- EXCERPTED RECORDS
-.-.-
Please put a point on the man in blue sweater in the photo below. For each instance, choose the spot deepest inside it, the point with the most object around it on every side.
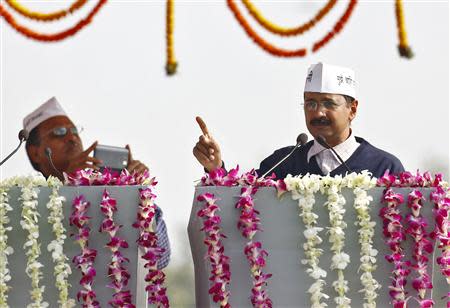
(330, 105)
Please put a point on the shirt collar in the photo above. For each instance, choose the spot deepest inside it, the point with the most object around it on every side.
(344, 149)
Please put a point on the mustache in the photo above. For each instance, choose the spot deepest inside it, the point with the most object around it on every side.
-.-.-
- THE PROBLEM
All of the data above should be printed again exactly, though none of the pictures belong in the copy.

- SOLUTION TO THE EXERCISE
Please put a point on the man in blue sweater in the photo below. For each instance, choose the spot deepest inside it, the point with the most object around it on every side.
(330, 105)
Please put a point on the shirt collar in the photo above. For each instance, choose the spot deepest inside it, the point with the most object around it on every side.
(344, 149)
Please put a point on the mustache in the photo above. For each instance, choose the spot deepest inside it, the point with the most object around it on every side.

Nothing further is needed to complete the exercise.